* What the task asks *
Count the lines that contain the word "barrel", treating uppercase and lowercase as different. Give only the number.

(Items from a dataset)
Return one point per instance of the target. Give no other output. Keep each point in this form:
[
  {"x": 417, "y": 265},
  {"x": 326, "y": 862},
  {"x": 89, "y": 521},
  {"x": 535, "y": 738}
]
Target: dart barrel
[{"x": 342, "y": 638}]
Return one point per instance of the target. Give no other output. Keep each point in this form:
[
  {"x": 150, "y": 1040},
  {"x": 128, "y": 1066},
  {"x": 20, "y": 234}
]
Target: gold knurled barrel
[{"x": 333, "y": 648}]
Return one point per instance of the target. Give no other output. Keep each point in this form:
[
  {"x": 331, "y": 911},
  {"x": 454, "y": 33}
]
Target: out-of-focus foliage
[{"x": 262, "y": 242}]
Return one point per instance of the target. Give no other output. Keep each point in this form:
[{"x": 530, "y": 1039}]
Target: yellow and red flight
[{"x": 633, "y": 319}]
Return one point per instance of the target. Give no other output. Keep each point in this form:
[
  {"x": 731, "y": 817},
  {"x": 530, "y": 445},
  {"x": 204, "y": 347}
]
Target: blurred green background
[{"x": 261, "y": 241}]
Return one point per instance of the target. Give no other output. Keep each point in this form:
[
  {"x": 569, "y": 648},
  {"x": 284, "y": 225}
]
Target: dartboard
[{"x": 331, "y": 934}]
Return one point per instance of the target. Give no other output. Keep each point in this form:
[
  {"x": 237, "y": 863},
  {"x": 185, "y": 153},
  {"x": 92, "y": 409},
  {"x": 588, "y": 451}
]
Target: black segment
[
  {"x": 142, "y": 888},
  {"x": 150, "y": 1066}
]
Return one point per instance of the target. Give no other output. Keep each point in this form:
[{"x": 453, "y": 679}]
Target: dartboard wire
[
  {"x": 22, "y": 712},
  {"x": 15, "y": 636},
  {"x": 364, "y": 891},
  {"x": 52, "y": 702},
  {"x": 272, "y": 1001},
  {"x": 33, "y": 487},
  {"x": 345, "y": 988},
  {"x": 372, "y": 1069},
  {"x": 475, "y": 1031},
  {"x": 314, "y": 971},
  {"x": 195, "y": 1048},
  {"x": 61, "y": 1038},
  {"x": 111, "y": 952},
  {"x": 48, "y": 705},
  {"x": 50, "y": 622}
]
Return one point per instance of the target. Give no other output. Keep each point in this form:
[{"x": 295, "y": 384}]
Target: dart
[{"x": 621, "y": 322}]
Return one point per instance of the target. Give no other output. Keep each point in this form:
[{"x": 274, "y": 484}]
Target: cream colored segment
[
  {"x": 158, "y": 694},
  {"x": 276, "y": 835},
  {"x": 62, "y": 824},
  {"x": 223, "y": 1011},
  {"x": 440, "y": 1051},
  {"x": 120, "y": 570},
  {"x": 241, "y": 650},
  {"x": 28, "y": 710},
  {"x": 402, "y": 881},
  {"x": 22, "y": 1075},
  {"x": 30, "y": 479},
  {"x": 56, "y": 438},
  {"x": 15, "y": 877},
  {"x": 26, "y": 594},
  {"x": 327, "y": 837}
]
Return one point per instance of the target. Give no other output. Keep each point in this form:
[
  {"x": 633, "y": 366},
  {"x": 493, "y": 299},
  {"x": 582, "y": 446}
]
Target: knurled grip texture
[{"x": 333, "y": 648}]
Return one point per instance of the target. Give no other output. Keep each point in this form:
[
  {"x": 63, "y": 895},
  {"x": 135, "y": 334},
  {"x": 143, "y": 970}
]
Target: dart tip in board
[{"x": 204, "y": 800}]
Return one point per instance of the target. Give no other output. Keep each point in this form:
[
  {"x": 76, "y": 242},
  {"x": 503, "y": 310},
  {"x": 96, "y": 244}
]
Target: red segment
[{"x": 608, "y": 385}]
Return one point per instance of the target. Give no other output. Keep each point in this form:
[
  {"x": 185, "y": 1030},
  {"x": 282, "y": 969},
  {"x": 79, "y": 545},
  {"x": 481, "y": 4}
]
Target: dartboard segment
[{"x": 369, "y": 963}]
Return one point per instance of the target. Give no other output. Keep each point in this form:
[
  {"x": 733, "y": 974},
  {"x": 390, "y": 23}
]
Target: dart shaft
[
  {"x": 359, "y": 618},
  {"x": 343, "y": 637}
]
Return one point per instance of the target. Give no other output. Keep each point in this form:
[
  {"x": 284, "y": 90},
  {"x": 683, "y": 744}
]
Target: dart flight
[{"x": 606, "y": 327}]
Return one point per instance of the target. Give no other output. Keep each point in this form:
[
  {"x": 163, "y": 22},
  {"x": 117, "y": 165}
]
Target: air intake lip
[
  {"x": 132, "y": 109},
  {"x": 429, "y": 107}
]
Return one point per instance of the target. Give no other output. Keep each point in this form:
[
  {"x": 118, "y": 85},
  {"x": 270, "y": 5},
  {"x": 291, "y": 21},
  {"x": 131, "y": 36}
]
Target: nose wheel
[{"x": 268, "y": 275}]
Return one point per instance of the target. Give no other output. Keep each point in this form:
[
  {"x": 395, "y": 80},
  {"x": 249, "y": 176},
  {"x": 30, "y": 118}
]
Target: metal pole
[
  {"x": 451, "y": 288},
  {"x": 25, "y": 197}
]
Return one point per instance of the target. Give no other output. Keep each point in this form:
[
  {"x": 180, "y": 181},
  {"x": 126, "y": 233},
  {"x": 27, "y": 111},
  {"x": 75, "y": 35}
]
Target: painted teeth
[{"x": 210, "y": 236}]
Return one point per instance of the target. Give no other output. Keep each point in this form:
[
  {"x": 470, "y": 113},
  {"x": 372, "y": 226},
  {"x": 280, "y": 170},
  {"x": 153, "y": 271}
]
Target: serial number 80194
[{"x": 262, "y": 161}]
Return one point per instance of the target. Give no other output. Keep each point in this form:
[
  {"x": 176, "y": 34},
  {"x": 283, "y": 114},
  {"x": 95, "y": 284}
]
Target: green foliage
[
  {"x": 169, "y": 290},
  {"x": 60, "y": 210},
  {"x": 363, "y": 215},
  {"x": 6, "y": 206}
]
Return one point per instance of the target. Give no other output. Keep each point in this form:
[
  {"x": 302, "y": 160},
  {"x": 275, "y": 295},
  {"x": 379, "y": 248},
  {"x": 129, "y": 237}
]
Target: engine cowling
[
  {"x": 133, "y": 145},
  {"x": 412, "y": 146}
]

* Solution to this problem *
2